DIRECTIONS:
How many lines below contain the string "sock"? Reply with the number alone.

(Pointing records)
=======
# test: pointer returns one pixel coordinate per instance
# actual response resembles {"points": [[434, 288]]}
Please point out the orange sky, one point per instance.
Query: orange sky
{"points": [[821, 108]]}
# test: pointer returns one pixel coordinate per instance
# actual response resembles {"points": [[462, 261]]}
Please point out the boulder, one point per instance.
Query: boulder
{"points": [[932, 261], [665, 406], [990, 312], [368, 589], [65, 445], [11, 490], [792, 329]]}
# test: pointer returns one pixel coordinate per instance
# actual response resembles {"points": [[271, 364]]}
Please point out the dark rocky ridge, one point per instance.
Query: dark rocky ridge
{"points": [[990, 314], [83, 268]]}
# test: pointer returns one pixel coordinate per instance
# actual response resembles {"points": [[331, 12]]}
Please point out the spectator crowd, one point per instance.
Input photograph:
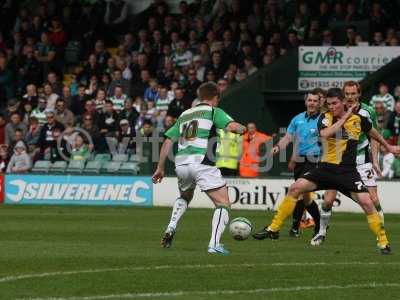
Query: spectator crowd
{"points": [[89, 64]]}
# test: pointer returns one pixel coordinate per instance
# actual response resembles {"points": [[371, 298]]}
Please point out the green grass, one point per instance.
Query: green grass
{"points": [[119, 247]]}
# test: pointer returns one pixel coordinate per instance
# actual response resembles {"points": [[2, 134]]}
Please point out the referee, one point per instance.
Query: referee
{"points": [[303, 133]]}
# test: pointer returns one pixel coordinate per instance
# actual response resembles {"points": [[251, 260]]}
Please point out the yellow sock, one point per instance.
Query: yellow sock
{"points": [[285, 209], [376, 226]]}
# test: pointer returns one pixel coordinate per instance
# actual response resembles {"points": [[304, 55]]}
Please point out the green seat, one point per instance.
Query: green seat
{"points": [[58, 167], [103, 157], [135, 158], [76, 166], [111, 166], [41, 166], [129, 168], [93, 166], [120, 157]]}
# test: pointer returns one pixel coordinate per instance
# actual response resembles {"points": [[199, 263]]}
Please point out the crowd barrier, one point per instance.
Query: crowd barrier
{"points": [[253, 194]]}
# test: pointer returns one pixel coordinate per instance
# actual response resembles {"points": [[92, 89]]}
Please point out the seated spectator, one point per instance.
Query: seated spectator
{"points": [[151, 93], [387, 163], [109, 125], [80, 150], [32, 136], [31, 95], [118, 98], [118, 81], [125, 137], [14, 124], [40, 111], [3, 124], [63, 114], [393, 124], [4, 158], [382, 115], [50, 96], [147, 129], [384, 97], [20, 161], [129, 113], [46, 137], [179, 104]]}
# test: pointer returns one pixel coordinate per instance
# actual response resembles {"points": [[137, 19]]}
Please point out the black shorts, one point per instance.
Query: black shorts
{"points": [[331, 177], [303, 167]]}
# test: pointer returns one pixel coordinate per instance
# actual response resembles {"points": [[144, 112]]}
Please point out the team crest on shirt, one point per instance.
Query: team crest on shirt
{"points": [[325, 121]]}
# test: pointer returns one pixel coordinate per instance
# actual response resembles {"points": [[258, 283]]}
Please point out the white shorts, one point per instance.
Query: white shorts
{"points": [[206, 177], [367, 174]]}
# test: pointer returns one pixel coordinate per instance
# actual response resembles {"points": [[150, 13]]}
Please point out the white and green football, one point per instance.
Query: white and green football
{"points": [[240, 228]]}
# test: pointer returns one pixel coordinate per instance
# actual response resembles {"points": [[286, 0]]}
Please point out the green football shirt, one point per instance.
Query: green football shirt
{"points": [[195, 130], [363, 148]]}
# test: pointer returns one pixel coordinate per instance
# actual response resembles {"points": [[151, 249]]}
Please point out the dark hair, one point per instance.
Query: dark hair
{"points": [[207, 91], [335, 93]]}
=======
ANSWER TO THE PROBLEM:
2